*Instructions for the task*
How many lines of the listing below contain the word "brahman"? Reply with the number alone.
-- start Data extract --
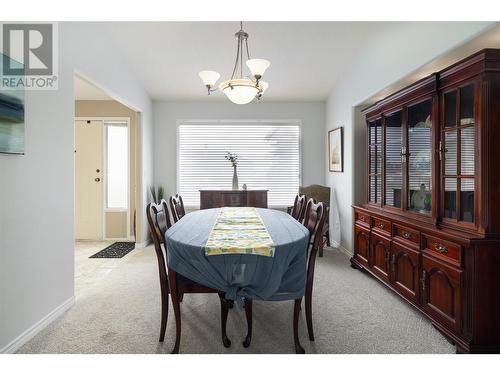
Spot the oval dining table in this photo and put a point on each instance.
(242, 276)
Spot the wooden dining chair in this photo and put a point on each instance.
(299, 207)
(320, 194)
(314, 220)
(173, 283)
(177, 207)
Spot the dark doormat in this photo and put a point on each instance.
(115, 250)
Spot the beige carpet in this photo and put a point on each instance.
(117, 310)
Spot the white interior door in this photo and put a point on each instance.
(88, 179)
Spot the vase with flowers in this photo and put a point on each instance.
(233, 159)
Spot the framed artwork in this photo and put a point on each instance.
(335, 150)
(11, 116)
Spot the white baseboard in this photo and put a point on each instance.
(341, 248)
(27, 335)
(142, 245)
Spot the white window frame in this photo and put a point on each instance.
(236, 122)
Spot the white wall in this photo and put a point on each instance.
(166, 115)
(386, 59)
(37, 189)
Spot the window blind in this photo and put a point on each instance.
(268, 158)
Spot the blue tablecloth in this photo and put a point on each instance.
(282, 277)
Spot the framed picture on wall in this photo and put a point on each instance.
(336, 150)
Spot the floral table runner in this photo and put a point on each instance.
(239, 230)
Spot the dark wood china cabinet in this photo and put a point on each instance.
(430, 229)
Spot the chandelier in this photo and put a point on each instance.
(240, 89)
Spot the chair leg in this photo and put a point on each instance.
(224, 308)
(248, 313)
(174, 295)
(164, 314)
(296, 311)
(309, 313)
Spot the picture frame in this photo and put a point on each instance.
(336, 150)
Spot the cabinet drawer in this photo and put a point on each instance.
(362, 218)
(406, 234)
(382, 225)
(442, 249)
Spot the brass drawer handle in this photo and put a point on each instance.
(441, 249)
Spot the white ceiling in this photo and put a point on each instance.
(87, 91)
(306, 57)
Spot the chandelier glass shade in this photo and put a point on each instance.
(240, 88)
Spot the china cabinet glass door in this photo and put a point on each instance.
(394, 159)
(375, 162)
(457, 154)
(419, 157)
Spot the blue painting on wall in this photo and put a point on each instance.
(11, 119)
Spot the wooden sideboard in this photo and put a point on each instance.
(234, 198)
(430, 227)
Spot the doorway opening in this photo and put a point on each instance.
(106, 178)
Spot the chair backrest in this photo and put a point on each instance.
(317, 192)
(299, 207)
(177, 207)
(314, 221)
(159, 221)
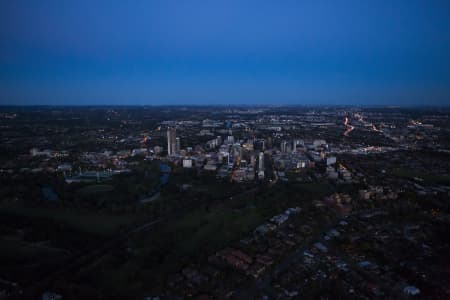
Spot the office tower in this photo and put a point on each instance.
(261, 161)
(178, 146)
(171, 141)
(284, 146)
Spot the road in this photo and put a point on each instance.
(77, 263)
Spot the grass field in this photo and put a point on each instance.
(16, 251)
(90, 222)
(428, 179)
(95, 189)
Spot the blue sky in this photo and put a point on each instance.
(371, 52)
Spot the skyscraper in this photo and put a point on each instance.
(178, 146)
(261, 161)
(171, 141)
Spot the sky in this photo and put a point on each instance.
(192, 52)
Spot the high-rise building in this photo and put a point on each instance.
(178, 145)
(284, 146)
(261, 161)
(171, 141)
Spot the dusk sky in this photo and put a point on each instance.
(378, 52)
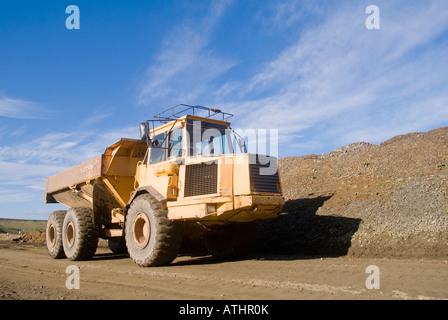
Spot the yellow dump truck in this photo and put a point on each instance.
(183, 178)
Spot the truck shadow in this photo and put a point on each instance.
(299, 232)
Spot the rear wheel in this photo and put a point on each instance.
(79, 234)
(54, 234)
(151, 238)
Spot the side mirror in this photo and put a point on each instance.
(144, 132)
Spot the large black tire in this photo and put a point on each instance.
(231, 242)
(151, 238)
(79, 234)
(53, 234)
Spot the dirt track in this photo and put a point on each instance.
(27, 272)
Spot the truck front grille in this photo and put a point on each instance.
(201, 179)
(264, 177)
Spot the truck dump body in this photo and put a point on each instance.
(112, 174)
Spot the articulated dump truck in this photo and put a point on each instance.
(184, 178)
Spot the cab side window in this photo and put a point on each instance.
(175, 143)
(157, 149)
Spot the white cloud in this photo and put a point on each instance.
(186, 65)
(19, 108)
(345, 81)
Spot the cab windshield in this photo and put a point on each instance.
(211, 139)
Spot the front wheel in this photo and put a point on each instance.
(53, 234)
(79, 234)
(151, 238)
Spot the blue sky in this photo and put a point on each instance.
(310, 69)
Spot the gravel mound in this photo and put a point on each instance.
-- end Data extract --
-- start Data extract --
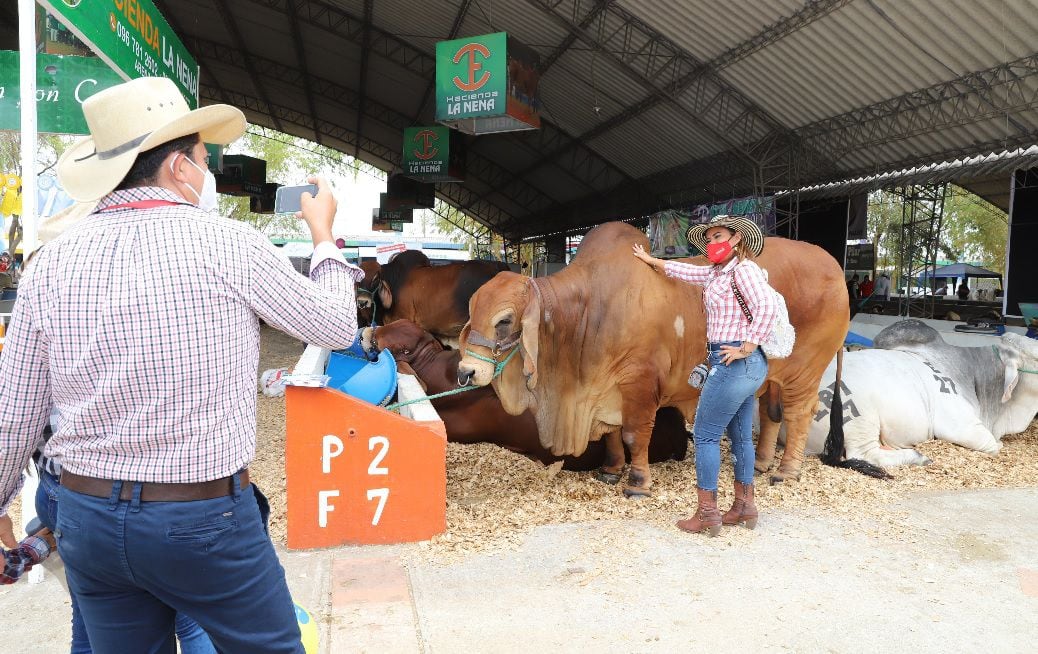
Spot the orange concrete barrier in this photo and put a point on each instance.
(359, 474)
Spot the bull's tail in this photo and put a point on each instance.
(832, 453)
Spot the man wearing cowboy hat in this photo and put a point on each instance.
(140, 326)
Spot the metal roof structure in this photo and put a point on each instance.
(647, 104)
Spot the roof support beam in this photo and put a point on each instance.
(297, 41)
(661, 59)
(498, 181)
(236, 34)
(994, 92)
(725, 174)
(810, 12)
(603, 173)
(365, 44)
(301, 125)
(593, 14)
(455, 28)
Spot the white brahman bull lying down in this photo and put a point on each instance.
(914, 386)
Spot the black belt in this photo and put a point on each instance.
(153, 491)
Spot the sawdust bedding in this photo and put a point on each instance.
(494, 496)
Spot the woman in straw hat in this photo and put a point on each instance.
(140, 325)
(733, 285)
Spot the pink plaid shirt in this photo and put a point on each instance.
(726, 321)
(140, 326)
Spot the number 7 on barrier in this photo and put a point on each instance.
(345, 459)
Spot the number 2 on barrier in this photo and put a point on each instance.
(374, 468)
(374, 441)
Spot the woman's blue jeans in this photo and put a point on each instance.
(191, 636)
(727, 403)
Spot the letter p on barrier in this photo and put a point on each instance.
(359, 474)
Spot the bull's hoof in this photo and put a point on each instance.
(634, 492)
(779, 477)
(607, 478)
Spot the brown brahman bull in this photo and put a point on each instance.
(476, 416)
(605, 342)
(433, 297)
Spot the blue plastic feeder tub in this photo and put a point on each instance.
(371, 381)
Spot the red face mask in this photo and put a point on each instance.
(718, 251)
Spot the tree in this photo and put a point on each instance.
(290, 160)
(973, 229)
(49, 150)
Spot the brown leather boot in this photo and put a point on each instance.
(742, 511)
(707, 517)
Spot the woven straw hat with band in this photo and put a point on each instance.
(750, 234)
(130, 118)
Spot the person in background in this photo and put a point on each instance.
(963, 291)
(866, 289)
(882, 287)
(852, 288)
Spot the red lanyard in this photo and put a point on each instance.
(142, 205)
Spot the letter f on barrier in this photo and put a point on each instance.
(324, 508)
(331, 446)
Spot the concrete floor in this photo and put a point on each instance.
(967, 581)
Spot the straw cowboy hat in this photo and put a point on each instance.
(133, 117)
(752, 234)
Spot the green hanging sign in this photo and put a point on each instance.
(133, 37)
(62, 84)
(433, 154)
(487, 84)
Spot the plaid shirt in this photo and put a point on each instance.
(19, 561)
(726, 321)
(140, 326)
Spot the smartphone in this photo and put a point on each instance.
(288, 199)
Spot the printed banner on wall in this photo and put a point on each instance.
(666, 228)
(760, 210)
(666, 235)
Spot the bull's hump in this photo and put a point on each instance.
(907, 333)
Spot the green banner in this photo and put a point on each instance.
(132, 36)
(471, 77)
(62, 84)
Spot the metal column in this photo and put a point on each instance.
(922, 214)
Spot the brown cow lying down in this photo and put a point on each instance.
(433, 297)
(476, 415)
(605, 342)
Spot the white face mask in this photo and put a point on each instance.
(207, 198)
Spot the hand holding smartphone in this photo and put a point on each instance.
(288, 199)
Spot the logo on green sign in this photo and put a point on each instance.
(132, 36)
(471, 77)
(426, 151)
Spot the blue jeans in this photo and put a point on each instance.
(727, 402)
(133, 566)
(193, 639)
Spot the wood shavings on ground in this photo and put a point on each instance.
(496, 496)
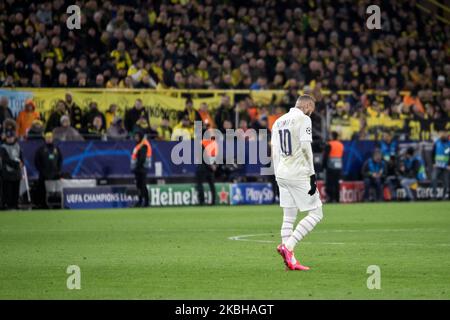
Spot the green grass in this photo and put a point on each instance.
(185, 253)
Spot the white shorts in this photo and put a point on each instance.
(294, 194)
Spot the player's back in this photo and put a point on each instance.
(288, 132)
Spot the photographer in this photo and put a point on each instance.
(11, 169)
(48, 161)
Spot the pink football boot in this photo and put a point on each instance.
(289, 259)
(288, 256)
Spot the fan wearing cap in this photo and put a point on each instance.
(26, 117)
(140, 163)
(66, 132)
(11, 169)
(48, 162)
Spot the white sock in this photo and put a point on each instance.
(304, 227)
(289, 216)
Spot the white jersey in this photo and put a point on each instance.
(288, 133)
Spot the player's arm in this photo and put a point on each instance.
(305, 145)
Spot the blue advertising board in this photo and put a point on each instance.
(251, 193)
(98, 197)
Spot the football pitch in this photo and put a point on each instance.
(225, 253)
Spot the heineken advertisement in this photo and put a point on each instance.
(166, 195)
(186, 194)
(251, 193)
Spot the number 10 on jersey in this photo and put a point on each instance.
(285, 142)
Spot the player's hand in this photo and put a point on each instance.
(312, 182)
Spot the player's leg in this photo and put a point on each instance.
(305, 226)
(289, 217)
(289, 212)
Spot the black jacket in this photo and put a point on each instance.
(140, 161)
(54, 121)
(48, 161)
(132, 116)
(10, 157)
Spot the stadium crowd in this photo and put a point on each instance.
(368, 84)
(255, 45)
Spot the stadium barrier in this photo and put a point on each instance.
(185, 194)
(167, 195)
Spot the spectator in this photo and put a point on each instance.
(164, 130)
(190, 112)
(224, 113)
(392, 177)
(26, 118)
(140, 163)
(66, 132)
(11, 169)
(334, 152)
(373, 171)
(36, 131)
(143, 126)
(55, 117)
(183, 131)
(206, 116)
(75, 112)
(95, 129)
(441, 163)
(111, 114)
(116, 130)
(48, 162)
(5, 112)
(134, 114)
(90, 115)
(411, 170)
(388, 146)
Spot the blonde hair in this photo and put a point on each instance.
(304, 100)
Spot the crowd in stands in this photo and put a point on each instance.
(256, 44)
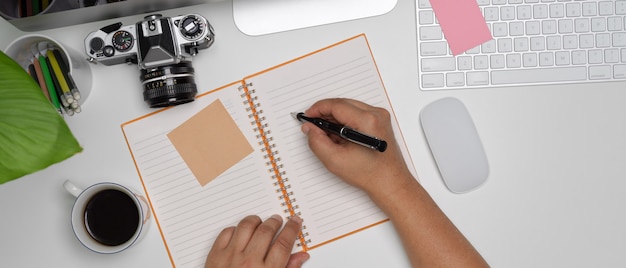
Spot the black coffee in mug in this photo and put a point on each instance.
-- end Data extract --
-- start Data extract --
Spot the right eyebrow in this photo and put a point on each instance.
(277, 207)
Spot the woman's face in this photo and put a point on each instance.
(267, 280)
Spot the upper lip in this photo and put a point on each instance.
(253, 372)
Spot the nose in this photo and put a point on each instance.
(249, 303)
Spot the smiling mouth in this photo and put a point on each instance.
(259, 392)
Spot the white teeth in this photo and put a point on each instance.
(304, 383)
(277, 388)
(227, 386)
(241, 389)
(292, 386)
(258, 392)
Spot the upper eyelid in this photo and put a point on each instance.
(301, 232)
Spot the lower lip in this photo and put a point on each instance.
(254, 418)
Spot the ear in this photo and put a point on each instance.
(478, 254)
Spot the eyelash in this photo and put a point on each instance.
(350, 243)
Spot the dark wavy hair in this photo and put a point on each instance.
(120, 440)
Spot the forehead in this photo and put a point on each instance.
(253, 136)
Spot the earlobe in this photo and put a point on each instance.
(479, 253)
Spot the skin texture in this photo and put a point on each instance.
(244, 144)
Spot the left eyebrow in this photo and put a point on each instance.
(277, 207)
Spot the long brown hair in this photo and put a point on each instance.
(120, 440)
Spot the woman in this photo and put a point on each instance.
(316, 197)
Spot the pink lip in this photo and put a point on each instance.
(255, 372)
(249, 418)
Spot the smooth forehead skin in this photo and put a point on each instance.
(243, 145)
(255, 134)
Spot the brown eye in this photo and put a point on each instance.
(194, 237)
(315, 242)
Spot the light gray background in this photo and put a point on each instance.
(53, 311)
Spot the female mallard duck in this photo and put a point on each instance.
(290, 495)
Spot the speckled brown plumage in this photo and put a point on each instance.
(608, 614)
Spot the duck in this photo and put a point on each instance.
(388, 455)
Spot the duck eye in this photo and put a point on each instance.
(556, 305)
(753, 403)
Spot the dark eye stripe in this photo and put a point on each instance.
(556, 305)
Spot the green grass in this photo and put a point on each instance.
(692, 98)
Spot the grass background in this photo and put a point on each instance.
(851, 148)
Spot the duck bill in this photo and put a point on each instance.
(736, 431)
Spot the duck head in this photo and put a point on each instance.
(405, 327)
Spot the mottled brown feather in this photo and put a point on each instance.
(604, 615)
-- end Data extract --
*Solution for this exercise*
2